# Women's Saftey In Boston



## mp2 (Jan 20, 2009)

Hi all,

Long story short is, my girlfriend will be living with me over the summer and I am concerned about her safety. We are trying to find a place to sublet during the months of May-August, hopefully somewhere close to the MBTA. She has a part time a babysitting job in Cambridge (near Central station on the red line) and the hours can vary from noon to as late as 11PM.

I have a 7:30AM-4PM Mon-Fri job so I will not be able to drive her everywhere as I originally wanted. I am currently in the process of applying for an FID (unrelated to this situation).

I have come to find out that you need an FID to carry around mace or pepper spray, which I find extremely odd. She is a non-MA resident and I've heard it is very hard to get an FID in Boston being a non-resident, not to mention the many weeks it will take to get approved, by which the summer will already be over.

I know this is a police forum and everyone here looks down on people who break laws but I have seriously considered buying her mace or pepper spray and giving it to her for her to carry around depsite her not having a license. Personally I think the increased saftey outwighs the laws, however I still would like some feed back on this idea... just how terrible is it?

Provided records:
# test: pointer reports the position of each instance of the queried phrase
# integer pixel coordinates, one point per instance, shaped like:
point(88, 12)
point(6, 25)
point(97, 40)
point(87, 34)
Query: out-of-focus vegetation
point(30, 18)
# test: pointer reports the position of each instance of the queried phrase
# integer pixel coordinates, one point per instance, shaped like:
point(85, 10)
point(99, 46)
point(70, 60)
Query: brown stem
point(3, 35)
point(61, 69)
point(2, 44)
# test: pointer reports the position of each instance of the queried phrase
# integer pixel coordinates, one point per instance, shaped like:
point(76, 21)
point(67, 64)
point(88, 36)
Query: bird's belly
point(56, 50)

Set tasks:
**a)** According to the forum post, what is needed in order to carry mace or pepper spray?
**b)** Print everything in the forum post from "Long story short" down to "already be over.", word for word.

Solved tasks:
**a)** An FID.

**b)**
Long story short is, my girlfriend will be living with me over the summer and I am concerned about her safety. We are trying to find a place to sublet during the months of May-August, hopefully somewhere close to the MBTA. She has a part time a babysitting job in Cambridge (near Central station on the red line) and the hours can vary from noon to as late as 11PM.

I have a 7:30AM-4PM Mon-Fri job so I will not be able to drive her everywhere as I originally wanted. I am currently in the process of applying for an FID (unrelated to this situation).

I have come to find out that you need an FID to carry around mace or pepper spray, which I find extremely odd. She is a non-MA resident and I've heard it is very hard to get an FID in Boston being a non-resident, not to mention the many weeks it will take to get approved, by which the summer will already be over.